AUFGABE A
In welche Richtung rotiert laut dem Auszug über Fräsverfahren das Werkzeug beim Gleichlauffräsen?

AUSGEWÄHLTER AUSZUG
------------------------

Einteilung der Fräsverfahren

Laufrichtung der Fräse

  • Beim Gleichlauffräsen rotiert das Werkzeug in die Vorschubrichtung. Die Kraft ist beim Schneideneintritt maximal und nimmt dann ab, hierdurch ist die Neigung der Maschine zum Rattern geringer, sofern der Vorschubantrieb spielfrei ist. Dies bedingt eine sehr viel höhere Oberflächengüte.
  • Beim Gegenlauffräsen rotiert das Werkzeug entgegen der Vorschubrichtung, dadurch baut sich die Kraft kontinuierlich auf. Auf diese Weise wird der Span allmählich komprimiert und verfestigt, so dass der Span zum Schluss gegen die maximale Kraft abgetrennt werden muss. Dies führt zu Vibrationen und zu einer schlechteren Oberflächengüte. Auch erhöht sich der Verschleiß deutlich.

------------------------

BEREITGESTELLTE DATEN
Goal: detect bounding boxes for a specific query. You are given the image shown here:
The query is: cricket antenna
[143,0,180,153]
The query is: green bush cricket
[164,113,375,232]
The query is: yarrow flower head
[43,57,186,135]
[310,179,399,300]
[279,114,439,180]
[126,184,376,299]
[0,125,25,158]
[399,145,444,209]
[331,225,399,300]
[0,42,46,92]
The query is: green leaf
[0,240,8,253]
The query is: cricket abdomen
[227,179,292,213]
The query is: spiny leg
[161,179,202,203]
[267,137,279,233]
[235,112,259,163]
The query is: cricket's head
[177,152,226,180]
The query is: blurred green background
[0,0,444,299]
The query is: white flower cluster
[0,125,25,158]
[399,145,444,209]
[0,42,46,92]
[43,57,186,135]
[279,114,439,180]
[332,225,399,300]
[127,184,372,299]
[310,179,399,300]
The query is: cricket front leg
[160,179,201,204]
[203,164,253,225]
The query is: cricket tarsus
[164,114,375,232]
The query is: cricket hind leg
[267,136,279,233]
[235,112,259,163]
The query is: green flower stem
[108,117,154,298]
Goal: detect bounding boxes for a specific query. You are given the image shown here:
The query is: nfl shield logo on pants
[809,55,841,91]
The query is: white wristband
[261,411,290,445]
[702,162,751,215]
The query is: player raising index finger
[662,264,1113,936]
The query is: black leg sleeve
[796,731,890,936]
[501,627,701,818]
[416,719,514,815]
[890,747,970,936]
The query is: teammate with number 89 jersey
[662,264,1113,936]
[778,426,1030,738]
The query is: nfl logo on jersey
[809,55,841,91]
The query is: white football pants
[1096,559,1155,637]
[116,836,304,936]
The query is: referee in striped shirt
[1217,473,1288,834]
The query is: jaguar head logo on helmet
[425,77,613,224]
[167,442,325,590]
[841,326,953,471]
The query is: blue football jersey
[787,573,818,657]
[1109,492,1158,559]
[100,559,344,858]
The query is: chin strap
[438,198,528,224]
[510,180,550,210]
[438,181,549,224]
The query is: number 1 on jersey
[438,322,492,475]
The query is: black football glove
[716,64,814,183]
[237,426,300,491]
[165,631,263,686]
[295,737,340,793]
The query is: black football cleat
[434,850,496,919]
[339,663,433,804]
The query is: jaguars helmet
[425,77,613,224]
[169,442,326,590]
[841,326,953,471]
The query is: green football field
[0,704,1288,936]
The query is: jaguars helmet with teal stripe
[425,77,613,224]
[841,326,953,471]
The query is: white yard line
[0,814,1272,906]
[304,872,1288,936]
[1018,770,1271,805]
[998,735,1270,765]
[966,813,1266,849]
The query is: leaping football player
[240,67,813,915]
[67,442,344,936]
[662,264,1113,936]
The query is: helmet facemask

------------------------

AUFGABE B
Liste jede Zeile der Datensätze auf, in der das Wort "number" vorkommt, und achte dabei auf Groß- und Kleinschreibung.

LÖSUNG A
In die Vorschubrichtung.

LÖSUNG B
The query is: teammate with number 89 jersey
The query is: number 1 on jersey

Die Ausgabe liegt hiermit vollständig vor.